| JOB |
Please restate all of the records word for word, setting the pictures aside.

[MATERIAL FOR THIS EXERCISE — start]

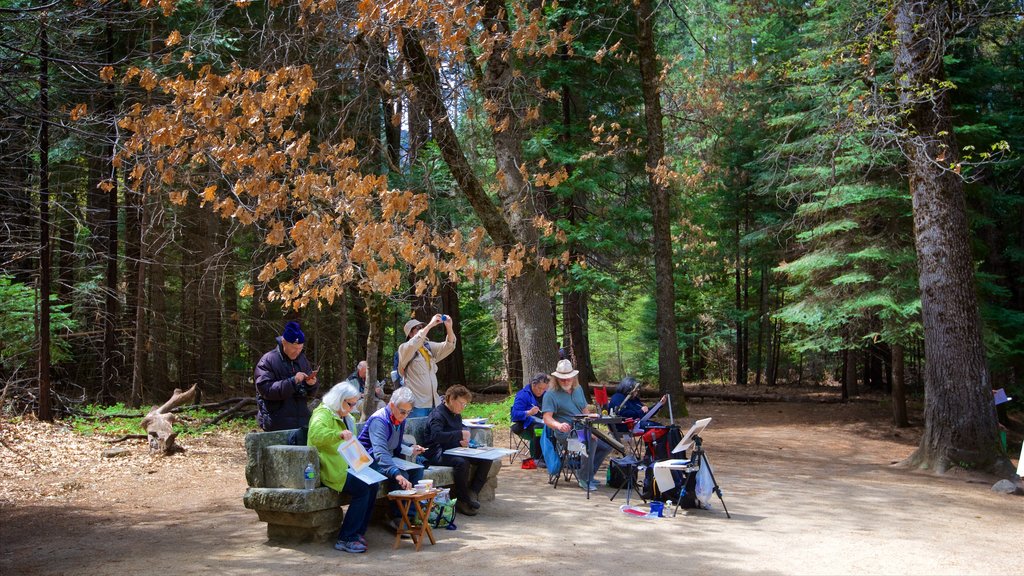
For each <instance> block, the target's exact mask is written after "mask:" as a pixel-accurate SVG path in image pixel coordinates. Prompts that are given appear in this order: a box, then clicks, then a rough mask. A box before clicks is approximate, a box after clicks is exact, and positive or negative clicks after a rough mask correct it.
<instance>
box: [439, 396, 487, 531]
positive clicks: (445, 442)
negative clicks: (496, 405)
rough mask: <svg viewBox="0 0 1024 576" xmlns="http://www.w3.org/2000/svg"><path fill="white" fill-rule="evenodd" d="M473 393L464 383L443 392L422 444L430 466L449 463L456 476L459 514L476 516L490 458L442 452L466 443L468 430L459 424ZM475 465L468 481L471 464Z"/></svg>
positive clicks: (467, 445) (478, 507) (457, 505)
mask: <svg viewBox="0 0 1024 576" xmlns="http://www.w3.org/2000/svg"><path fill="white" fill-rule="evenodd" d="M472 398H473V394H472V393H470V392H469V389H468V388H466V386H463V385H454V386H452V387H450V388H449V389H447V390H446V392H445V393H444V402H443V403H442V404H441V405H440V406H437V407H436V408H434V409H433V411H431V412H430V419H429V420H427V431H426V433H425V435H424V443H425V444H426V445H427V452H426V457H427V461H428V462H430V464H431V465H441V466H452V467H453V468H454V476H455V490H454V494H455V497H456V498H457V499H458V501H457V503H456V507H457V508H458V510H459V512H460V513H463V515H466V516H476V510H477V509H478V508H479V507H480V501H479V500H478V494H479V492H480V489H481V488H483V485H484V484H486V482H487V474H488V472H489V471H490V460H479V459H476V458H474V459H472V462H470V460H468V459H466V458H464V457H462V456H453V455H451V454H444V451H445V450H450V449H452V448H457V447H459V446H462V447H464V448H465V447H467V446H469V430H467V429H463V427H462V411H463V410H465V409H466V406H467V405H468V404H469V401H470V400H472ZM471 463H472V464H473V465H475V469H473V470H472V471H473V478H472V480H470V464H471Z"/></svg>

[MATERIAL FOR THIS EXERCISE — finish]

| RESPONSE FOR THIS EXERCISE |
For each <instance> block, the target's exact mask is written after "mask:" as a pixel-accurate SVG path in image pixel coordinates. Prompts that are given appear in this order: a box, then clicks, then a rough mask. A box before clicks is approximate, a box after clicks is exact, and positive or negative clicks after a rough mask correct it.
<instance>
box: [439, 396, 487, 531]
positive clicks: (445, 442)
negative clicks: (496, 405)
rough mask: <svg viewBox="0 0 1024 576" xmlns="http://www.w3.org/2000/svg"><path fill="white" fill-rule="evenodd" d="M473 393L464 383L443 392L422 444L430 466L449 463L456 476L459 514L476 516L490 458L442 452L466 443L468 430L459 424ZM475 465L468 481L471 464Z"/></svg>
positive clicks: (467, 445) (478, 507) (457, 505)
mask: <svg viewBox="0 0 1024 576" xmlns="http://www.w3.org/2000/svg"><path fill="white" fill-rule="evenodd" d="M472 398H473V394H472V393H470V392H469V389H468V388H466V386H463V385H454V386H452V387H450V388H449V389H447V390H446V392H445V393H444V402H443V403H442V404H441V405H440V406H437V407H436V408H434V409H433V411H431V412H430V419H429V420H427V431H426V433H425V435H424V443H425V444H426V445H427V452H426V457H427V461H428V462H430V464H431V465H441V466H452V467H453V468H454V476H455V490H454V494H455V497H456V498H457V499H458V501H457V503H456V507H457V508H458V510H459V512H460V513H463V515H466V516H476V510H477V509H478V508H479V507H480V501H479V500H478V494H479V492H480V489H481V488H483V485H484V484H486V482H487V474H488V472H489V471H490V460H479V459H476V458H474V459H472V462H470V460H468V459H466V458H464V457H462V456H453V455H451V454H444V451H445V450H450V449H452V448H457V447H459V446H462V447H464V448H465V447H467V446H469V430H467V429H463V427H462V411H463V410H465V409H466V406H467V405H468V404H469V401H470V400H472ZM471 463H472V464H473V465H475V469H473V470H472V471H473V478H472V480H470V464H471Z"/></svg>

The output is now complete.